• SOURCE TEXT:
-=-=-
Insiders vs Outsiders
This Boy's Life: A Memoir by Tobias Wolff
The main purpose of scouting as I understood it was to accumulate symbols that would compel respect, or at least civility, from those who shared them and envy from those who did not.
This Boy’s Life: A Memoir by Tobias Wolff
Wolff’s memoir is about the first two decades of his life, including how he learned the “virtue of rebellion.” Wolff explores this virtue, including how he would “lie, cheat, steal, drink, run away and forge checks.”
In this sentence, we are firmly in the point of view of a young boy and how he sees Boy Scouts. It’s funny because it’s a raw, unabashedly instrumental view of the purpose of Scout merit badges. Young Wolff has recently joined the Boy Scouts and thinks he’s figured it out. At first glance, the sentence feels colloquial, with the opening, “The main purpose…” as if Wolff has inhabited his young consciousness and jotted it down. A closer look shows it’s full of style techniques.
It’s a mid-branching sentence, with the subject, “purpose,” separated from the verb, “was.” Not only does this syntactical structure create tension, but it also weaves in a sense of Wolff figuring things out. With the subordinate clause, “as I understood it,” there’s another injection of colloquial language. There’s also a sense of a revelation happening in real-time, and without commas setting the parenthetical apart, there’s even more flow, as if mimicking his thinking.
After the verb “was,” Wolff explains what he sees as the real purpose of scouting: “to accumulate symbols that would compel respect, or at least civility.” The diction has become more formal, or a higher register. By using the word “symbols,” Wolff reveals he’s new to the Boy Scouts; seasoned Scouts call them merit badges. The verb “would” suggests the expected social effect rather than certainty. Again, he’s guessing at their purpose. A sense of guessing is also in the phrase, “compel respect, or at least civility.” The revision downward from respect to civility subtly suggests his cynicism: true respect may be too much to expect.
-=-=-
• EXTRACTED INFORMATION:

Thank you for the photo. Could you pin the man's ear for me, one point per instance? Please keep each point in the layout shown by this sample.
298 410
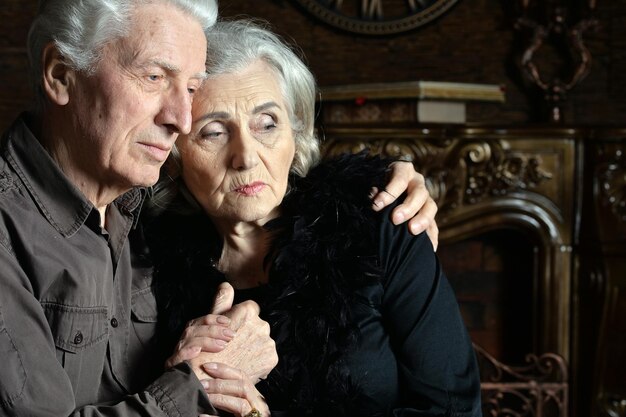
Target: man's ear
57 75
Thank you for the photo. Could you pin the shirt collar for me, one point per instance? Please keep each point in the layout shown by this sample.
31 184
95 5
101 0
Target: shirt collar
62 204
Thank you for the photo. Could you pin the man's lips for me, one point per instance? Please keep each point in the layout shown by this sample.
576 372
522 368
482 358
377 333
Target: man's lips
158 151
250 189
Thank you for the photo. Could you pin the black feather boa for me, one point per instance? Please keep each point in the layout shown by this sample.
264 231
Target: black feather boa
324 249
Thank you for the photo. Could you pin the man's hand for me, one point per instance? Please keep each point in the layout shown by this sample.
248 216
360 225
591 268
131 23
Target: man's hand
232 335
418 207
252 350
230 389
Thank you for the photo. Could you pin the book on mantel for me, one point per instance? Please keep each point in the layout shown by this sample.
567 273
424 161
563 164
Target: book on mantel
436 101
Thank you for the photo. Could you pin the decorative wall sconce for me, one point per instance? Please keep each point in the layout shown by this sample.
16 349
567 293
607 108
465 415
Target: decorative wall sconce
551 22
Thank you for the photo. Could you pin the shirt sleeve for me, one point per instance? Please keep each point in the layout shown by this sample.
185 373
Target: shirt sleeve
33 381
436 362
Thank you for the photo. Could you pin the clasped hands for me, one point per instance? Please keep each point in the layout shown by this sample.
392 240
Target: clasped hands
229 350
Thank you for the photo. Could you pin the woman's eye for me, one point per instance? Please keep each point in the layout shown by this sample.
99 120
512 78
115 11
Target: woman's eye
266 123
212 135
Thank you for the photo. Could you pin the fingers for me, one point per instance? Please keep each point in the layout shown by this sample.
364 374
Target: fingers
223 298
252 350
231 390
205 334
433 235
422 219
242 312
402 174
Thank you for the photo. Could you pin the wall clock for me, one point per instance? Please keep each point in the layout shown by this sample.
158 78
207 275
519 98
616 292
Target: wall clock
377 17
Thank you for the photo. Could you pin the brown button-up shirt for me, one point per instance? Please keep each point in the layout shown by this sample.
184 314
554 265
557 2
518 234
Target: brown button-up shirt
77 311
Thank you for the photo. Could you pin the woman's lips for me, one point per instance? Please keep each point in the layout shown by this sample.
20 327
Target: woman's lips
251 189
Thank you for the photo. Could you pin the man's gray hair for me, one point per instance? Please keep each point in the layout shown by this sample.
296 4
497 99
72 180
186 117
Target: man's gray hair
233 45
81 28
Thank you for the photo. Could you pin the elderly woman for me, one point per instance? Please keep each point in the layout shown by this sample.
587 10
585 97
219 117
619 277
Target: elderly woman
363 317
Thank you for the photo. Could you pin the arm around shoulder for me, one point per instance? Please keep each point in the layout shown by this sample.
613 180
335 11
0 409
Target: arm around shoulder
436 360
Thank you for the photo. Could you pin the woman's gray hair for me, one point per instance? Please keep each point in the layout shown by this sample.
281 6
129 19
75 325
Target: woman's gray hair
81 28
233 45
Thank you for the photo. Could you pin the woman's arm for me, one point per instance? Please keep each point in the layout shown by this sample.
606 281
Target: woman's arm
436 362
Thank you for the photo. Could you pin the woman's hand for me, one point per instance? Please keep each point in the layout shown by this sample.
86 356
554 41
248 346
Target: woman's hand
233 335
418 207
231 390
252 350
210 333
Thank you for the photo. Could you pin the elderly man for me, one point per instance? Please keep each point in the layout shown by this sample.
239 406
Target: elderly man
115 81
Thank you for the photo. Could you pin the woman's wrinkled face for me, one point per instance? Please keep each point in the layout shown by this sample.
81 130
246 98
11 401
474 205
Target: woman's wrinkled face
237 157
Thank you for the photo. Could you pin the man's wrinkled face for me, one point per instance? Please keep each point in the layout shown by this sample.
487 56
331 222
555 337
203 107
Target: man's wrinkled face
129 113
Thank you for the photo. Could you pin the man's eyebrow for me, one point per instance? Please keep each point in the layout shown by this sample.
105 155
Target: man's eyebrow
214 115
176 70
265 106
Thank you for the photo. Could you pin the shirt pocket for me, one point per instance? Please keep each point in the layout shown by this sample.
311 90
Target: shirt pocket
-=-=-
• TASK INSTRUCTIONS:
1) In the This Boy's Life analysis, what do seasoned Scouts call the things Wolff refers to as "symbols"?
2) Retype the passage of the This Boy's Life analysis starting at "In this sentence, we" and ending at "of style techniques.".
The data has no connection to the This Boy's Life analysis.

• ANSWERS TO THE EXERCISES:
1) Merit badges.

2)
In this sentence, we are firmly in the point of view of a young boy and how he sees Boy Scouts. It’s funny because it’s a raw, unabashedly instrumental view of the purpose of Scout merit badges. Young Wolff has recently joined the Boy Scouts and thinks he’s figured it out. At first glance, the sentence feels colloquial, with the opening, “The main purpose…” as if Wolff has inhabited his young consciousness and jotted it down. A closer look shows it’s full of style techniques.